◆ Boundary annotation records:
* * *

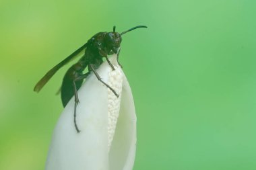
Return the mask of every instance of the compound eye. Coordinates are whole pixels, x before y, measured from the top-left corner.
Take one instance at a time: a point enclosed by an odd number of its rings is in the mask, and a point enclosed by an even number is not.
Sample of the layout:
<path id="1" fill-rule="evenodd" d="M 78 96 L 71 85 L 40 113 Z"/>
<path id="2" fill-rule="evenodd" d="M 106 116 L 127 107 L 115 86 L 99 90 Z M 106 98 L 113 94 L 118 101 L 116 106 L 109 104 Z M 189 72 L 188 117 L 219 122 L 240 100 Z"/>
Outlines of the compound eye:
<path id="1" fill-rule="evenodd" d="M 115 37 L 114 34 L 111 32 L 108 33 L 106 36 L 106 39 L 105 39 L 106 43 L 107 44 L 115 44 Z"/>

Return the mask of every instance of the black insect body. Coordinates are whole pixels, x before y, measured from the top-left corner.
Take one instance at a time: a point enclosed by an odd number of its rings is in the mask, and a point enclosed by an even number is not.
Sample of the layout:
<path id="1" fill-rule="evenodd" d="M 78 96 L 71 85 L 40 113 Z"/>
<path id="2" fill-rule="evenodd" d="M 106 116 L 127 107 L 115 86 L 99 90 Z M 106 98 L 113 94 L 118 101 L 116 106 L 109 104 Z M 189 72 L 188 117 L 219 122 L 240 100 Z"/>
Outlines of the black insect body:
<path id="1" fill-rule="evenodd" d="M 77 90 L 81 87 L 84 79 L 86 79 L 92 71 L 97 79 L 110 89 L 118 97 L 119 95 L 116 91 L 115 91 L 115 90 L 108 84 L 101 80 L 100 77 L 96 70 L 103 62 L 103 58 L 106 58 L 112 69 L 115 70 L 113 65 L 108 60 L 108 55 L 114 53 L 117 54 L 118 52 L 118 49 L 120 48 L 120 44 L 122 41 L 121 36 L 123 34 L 139 28 L 147 27 L 139 26 L 119 34 L 115 32 L 115 26 L 114 26 L 113 32 L 99 32 L 95 34 L 87 42 L 87 43 L 48 71 L 47 73 L 37 83 L 34 87 L 34 91 L 39 92 L 61 67 L 69 62 L 75 56 L 77 56 L 83 50 L 86 48 L 82 57 L 67 71 L 64 76 L 61 89 L 61 100 L 64 107 L 67 104 L 73 95 L 75 95 L 74 124 L 75 130 L 77 132 L 79 132 L 80 130 L 77 127 L 75 119 L 76 106 L 79 103 Z M 84 74 L 83 72 L 87 67 L 88 67 L 88 72 Z"/>

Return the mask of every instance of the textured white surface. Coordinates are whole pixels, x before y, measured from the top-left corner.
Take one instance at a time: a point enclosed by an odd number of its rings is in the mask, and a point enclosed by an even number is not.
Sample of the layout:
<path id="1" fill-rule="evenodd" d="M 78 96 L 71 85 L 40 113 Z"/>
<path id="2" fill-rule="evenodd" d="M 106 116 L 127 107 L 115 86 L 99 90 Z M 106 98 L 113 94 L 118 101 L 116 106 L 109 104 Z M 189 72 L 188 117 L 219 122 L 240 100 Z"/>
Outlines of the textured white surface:
<path id="1" fill-rule="evenodd" d="M 113 85 L 117 88 L 118 93 L 121 93 L 119 99 L 116 100 L 112 91 L 110 94 L 91 74 L 78 91 L 80 103 L 77 108 L 77 122 L 81 132 L 76 132 L 73 124 L 72 98 L 55 128 L 46 170 L 132 169 L 136 146 L 136 116 L 131 89 L 116 57 L 113 55 L 110 58 L 117 71 L 116 75 L 111 75 L 113 71 L 107 62 L 97 72 L 108 83 L 111 82 L 109 77 L 117 78 Z M 120 73 L 123 79 L 119 77 Z M 123 82 L 117 83 L 120 79 Z M 110 101 L 110 98 L 115 101 Z M 108 112 L 110 110 L 113 112 Z"/>
<path id="2" fill-rule="evenodd" d="M 108 147 L 110 149 L 114 138 L 117 119 L 119 115 L 121 98 L 122 96 L 123 73 L 119 67 L 108 73 L 108 84 L 119 95 L 119 97 L 108 88 Z"/>

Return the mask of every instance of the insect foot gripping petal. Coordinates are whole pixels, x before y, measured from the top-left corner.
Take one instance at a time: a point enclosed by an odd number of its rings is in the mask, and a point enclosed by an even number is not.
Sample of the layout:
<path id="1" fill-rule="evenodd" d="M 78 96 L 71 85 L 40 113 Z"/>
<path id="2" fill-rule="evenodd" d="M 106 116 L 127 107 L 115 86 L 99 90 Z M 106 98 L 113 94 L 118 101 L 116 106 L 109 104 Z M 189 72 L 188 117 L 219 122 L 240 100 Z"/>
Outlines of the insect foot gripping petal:
<path id="1" fill-rule="evenodd" d="M 113 58 L 112 56 L 112 58 Z M 77 91 L 77 124 L 74 130 L 74 100 L 65 108 L 55 128 L 46 170 L 131 170 L 136 148 L 136 116 L 131 91 L 117 63 L 107 62 L 97 69 L 102 80 L 120 97 L 99 83 L 91 74 Z"/>

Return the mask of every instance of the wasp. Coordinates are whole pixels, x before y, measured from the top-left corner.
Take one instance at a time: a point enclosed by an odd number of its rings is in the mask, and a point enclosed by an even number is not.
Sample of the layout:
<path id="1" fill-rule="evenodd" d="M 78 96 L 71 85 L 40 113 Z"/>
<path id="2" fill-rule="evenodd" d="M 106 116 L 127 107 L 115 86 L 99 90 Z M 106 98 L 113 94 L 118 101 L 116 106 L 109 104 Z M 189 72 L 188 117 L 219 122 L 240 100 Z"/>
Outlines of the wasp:
<path id="1" fill-rule="evenodd" d="M 121 34 L 115 32 L 116 27 L 114 26 L 113 32 L 104 32 L 96 34 L 82 46 L 49 71 L 36 83 L 34 88 L 34 91 L 39 92 L 59 69 L 77 56 L 82 50 L 85 50 L 84 54 L 82 58 L 67 70 L 63 79 L 61 87 L 61 101 L 64 108 L 71 98 L 75 95 L 73 121 L 77 132 L 79 132 L 80 130 L 76 123 L 76 108 L 77 105 L 79 103 L 77 90 L 81 87 L 84 80 L 86 79 L 92 71 L 98 81 L 111 90 L 117 97 L 119 97 L 119 94 L 101 79 L 100 75 L 97 73 L 96 69 L 103 62 L 103 58 L 104 58 L 110 67 L 111 67 L 112 69 L 115 70 L 113 65 L 108 58 L 108 55 L 114 53 L 117 54 L 117 52 L 119 52 L 118 50 L 122 41 L 122 35 L 139 28 L 147 28 L 147 26 L 135 26 Z M 121 66 L 119 62 L 118 63 Z M 88 67 L 88 71 L 84 73 L 83 72 L 87 67 Z"/>

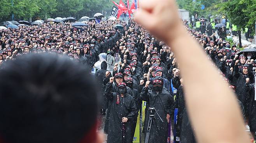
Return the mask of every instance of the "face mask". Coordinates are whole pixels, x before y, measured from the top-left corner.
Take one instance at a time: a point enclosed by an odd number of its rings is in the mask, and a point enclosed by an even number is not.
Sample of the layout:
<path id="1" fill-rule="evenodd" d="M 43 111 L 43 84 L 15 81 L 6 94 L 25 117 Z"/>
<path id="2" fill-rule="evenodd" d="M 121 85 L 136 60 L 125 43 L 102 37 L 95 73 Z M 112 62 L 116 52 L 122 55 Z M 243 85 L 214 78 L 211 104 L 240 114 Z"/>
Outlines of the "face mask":
<path id="1" fill-rule="evenodd" d="M 124 88 L 119 88 L 118 90 L 120 94 L 124 94 L 125 93 L 125 89 Z"/>
<path id="2" fill-rule="evenodd" d="M 218 56 L 218 58 L 219 58 L 219 59 L 221 59 L 222 58 L 223 58 L 223 56 L 222 55 Z"/>
<path id="3" fill-rule="evenodd" d="M 153 90 L 156 91 L 160 91 L 162 90 L 162 87 L 159 87 L 157 86 L 156 87 L 153 86 Z"/>
<path id="4" fill-rule="evenodd" d="M 133 88 L 133 84 L 132 83 L 127 82 L 126 83 L 126 86 L 128 86 L 128 87 L 131 89 Z"/>

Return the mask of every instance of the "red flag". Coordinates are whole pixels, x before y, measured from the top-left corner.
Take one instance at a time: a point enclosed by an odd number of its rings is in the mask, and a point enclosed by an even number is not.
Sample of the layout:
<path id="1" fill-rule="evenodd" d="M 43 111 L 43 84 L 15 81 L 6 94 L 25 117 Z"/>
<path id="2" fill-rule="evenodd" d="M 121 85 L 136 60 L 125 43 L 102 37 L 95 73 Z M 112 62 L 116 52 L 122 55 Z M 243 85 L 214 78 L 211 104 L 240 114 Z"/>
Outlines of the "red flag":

* * *

◆ Description of the task:
Format everything from the line containing "Return the mask of every instance of the textured" down through the line containing "108 147 L 110" as a two-column CSV with the headers input and output. Give one row per entry, with the text in input and its answer in output, each in a single quoted field with line breaks replaced by spaces.

◆ Result:
input,output
"Return the mask of every instance of the textured white surface. Coordinates are whole pixels, x before y, measured from the top-left corner. Take one instance at a time: a point enclosed by an odd number of its rings is in the mask, and a point enclosed by an even number is not. Sample of the layout: <path id=""1"" fill-rule=""evenodd"" d=""M 78 96 L 71 85 L 40 113 Z""/> <path id=""2"" fill-rule=""evenodd"" d=""M 106 116 L 127 107 L 115 86 L 99 90 Z M 106 98 L 113 94 L 118 101 L 116 106 L 109 104 Z M 189 72 L 188 117 L 219 122 L 240 100 Z""/> Outlines of the textured white surface:","<path id=""1"" fill-rule=""evenodd"" d=""M 113 85 L 117 88 L 118 93 L 121 93 L 119 99 L 116 100 L 112 91 L 110 94 L 91 74 L 78 91 L 80 103 L 77 108 L 77 122 L 81 132 L 76 132 L 73 124 L 72 98 L 55 128 L 46 170 L 132 169 L 136 146 L 136 116 L 131 89 L 116 57 L 113 55 L 110 58 L 117 71 L 116 75 L 111 75 L 113 71 L 107 62 L 97 72 L 108 83 L 111 82 L 109 77 L 117 78 Z M 120 73 L 123 79 L 119 77 Z M 123 82 L 117 83 L 120 79 Z M 110 101 L 110 98 L 115 101 Z M 108 112 L 110 110 L 113 112 Z""/> <path id=""2"" fill-rule=""evenodd"" d=""M 108 147 L 110 149 L 114 138 L 117 119 L 119 115 L 121 98 L 122 96 L 123 73 L 119 67 L 108 73 L 108 84 L 119 95 L 119 97 L 108 88 Z""/>"